§ SHORT PROBLEM
In the data that follows, find the line containing "Would you be able to point to the basil"; then quote that line and every line after it, exactly, through the last one.

[Items from a data source]
════

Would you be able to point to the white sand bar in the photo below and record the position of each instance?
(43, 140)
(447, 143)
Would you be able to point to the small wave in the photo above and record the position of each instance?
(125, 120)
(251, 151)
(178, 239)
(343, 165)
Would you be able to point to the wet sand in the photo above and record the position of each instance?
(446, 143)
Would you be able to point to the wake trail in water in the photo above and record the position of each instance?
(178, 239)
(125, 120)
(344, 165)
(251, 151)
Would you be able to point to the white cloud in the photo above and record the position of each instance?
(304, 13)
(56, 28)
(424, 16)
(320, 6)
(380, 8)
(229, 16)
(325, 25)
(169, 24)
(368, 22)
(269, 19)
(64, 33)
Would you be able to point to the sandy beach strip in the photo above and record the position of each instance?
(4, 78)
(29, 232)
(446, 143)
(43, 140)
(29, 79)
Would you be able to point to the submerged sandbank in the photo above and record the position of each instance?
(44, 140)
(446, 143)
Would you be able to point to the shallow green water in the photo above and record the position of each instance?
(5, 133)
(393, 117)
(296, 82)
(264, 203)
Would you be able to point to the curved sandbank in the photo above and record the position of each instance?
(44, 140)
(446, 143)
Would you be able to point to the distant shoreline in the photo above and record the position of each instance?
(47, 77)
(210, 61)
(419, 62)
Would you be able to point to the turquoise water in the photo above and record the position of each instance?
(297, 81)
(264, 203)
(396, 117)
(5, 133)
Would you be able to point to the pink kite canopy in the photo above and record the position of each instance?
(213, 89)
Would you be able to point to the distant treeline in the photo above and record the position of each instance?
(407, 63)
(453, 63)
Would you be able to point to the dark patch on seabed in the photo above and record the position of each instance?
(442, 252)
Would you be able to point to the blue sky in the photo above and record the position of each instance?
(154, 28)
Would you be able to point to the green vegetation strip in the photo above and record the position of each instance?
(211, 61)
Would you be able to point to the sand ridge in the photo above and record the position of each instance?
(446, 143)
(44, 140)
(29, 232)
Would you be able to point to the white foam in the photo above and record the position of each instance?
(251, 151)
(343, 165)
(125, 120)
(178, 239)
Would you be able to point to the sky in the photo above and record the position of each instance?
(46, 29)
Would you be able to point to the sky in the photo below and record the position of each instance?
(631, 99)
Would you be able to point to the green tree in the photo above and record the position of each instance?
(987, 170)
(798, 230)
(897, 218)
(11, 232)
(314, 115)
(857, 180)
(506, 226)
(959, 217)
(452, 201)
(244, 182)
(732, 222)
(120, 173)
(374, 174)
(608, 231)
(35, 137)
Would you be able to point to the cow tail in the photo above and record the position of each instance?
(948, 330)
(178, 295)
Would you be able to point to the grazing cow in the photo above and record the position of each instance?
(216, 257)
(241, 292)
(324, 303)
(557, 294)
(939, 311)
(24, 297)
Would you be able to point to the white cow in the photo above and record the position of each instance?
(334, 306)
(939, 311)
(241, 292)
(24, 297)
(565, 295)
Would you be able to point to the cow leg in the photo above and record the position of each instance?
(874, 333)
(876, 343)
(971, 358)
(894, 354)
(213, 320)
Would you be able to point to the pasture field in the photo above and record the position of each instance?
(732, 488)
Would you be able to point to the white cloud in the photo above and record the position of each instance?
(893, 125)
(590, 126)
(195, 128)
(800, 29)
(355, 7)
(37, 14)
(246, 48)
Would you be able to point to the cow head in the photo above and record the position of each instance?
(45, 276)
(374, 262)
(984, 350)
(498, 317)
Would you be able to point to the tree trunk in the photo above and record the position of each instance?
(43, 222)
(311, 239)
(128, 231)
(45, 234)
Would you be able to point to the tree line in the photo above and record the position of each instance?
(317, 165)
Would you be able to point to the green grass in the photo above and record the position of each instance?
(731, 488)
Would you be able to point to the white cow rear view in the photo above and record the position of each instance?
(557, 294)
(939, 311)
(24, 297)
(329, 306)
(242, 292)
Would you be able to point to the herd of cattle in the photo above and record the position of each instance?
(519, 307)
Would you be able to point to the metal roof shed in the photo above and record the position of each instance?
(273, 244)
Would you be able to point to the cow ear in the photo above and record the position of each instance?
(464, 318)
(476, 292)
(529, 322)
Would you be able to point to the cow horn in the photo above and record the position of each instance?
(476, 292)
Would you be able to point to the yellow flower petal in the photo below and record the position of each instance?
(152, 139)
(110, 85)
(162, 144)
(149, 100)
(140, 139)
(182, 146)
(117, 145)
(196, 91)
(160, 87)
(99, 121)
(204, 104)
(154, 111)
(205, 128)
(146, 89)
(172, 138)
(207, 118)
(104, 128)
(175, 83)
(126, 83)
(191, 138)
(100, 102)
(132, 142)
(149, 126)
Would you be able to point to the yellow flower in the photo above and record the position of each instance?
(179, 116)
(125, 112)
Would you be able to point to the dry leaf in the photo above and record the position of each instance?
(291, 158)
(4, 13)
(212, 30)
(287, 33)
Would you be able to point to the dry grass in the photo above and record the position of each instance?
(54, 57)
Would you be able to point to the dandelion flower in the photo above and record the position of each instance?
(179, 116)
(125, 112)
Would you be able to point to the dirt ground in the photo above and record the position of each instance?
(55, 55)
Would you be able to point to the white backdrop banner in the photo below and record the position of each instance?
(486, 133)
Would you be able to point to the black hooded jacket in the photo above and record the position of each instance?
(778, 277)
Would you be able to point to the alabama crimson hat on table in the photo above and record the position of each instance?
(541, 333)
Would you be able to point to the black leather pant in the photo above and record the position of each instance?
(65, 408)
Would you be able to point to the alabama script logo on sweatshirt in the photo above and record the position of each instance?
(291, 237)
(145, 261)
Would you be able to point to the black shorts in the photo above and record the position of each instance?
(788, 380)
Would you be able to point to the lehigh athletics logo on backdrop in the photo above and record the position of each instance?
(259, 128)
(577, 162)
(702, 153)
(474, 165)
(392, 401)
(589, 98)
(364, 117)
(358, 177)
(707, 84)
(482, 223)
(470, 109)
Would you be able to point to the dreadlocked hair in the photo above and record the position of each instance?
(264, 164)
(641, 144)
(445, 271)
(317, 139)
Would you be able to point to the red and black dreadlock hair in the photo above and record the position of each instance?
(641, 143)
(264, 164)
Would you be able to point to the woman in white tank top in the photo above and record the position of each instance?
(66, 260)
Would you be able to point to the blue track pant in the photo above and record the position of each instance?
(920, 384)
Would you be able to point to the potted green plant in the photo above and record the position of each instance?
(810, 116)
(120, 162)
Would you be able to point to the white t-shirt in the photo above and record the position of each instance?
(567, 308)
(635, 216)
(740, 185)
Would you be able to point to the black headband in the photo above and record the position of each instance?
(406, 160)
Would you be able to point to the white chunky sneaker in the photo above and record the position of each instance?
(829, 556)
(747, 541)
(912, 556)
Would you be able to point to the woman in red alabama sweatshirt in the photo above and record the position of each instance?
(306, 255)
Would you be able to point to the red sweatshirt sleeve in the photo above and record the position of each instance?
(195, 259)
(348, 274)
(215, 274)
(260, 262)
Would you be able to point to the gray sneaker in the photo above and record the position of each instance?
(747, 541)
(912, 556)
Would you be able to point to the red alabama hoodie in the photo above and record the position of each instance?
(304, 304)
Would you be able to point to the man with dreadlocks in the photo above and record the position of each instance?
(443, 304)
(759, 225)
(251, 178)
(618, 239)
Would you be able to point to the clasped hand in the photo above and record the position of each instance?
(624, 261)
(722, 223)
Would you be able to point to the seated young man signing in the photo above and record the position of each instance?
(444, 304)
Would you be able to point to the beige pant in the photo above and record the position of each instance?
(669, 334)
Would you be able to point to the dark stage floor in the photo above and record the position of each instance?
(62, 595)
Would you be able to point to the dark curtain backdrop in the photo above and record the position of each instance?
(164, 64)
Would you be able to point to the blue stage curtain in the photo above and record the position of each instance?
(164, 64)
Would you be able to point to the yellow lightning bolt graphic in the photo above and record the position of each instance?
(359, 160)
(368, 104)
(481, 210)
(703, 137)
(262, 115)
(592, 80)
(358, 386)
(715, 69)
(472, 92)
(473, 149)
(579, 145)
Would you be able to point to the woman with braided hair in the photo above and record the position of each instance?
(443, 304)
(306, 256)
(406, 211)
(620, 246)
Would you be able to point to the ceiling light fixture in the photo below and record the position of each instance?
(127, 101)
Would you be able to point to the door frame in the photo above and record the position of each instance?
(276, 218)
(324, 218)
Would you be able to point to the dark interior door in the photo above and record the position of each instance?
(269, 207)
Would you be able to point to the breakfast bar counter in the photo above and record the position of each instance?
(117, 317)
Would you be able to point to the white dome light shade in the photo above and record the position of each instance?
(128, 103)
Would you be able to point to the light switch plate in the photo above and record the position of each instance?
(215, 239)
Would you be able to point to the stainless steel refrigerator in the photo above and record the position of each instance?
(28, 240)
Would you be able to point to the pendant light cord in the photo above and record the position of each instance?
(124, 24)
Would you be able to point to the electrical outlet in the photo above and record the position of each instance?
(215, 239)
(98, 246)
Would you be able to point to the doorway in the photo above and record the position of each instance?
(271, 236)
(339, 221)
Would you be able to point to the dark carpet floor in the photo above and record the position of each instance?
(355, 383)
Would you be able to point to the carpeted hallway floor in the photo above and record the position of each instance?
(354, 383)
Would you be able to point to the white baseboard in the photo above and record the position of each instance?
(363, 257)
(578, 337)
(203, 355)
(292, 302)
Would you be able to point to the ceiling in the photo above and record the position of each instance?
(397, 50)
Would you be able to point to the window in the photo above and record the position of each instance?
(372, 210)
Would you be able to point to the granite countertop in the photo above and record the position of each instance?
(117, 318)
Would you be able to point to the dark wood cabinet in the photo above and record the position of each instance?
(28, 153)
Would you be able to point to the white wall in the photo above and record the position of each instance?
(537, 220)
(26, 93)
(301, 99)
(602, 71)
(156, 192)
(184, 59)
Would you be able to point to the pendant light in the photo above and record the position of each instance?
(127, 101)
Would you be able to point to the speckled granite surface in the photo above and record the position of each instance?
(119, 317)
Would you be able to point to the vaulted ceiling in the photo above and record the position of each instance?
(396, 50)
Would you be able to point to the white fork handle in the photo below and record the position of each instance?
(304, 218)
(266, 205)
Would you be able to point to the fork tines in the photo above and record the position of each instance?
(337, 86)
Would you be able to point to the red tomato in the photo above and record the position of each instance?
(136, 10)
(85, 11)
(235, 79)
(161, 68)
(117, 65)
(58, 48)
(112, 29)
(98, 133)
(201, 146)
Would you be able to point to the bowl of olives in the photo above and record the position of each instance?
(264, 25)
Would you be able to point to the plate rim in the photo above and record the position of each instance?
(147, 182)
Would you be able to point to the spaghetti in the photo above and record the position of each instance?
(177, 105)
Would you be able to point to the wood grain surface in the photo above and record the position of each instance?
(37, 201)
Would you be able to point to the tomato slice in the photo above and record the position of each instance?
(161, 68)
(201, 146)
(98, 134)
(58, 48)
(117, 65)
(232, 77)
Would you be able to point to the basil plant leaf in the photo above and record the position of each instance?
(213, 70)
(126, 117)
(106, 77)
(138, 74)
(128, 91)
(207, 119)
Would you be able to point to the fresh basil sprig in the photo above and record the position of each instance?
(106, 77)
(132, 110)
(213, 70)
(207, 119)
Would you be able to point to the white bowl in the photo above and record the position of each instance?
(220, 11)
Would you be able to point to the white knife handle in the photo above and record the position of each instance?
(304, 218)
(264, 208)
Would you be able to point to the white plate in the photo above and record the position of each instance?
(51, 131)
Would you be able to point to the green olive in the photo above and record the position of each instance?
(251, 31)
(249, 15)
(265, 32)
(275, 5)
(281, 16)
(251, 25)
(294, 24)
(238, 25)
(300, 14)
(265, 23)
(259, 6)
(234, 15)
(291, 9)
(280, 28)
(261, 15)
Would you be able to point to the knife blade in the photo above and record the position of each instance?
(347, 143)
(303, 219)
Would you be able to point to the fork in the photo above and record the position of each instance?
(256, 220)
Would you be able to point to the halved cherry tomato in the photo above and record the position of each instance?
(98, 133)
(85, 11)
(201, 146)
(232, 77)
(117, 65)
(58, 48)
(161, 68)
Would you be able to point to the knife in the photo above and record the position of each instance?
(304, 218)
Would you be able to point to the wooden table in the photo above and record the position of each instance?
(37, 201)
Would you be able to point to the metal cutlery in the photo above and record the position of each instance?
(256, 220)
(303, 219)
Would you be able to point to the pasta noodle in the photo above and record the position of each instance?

════

§ TASK RESULT
Would you be able to point to the basil plant leaf in the photo above and record the position of each instance?
(213, 70)
(126, 117)
(106, 77)
(138, 74)
(128, 91)
(207, 119)
Would you be able to point to the fresh basil sprig in the photo above and record the position of each instance?
(106, 77)
(132, 110)
(213, 70)
(207, 119)
Would you be able to point to the white bowl in the photo above and record the position of each instance?
(220, 11)
Would you be able to point to the white knife handle in the photo above and record the position of each instance?
(304, 218)
(264, 208)
Would you be able to point to the white plate in the photo above and record the position of each instance?
(51, 131)
Would you be able to point to the green olive in the photo above and record the position of each instance?
(251, 31)
(249, 15)
(265, 32)
(275, 5)
(281, 16)
(251, 25)
(294, 24)
(238, 25)
(300, 14)
(265, 23)
(259, 6)
(234, 15)
(291, 9)
(280, 28)
(261, 15)
Would you be able to point to the knife blade in the photo above and record the position of each instance?
(347, 143)
(303, 219)
Would you be able to point to the fork in the photo above and record the position of each instance?
(256, 220)
Would you be able to point to the halved cherry tomato in the photo above and record the position of each instance?
(98, 133)
(85, 11)
(201, 146)
(232, 77)
(117, 65)
(58, 48)
(161, 68)
Would you be able to point to the knife in the photo above and record the position of each instance?
(304, 218)
Would you be able to point to the wooden table in the photo above and record the position of each instance?
(37, 201)
Would you be able to point to the metal cutlery in the photo above and record the position of each instance?
(256, 220)
(303, 219)
Would you be able to point to the pasta noodle in the photo above and record the position of each instance?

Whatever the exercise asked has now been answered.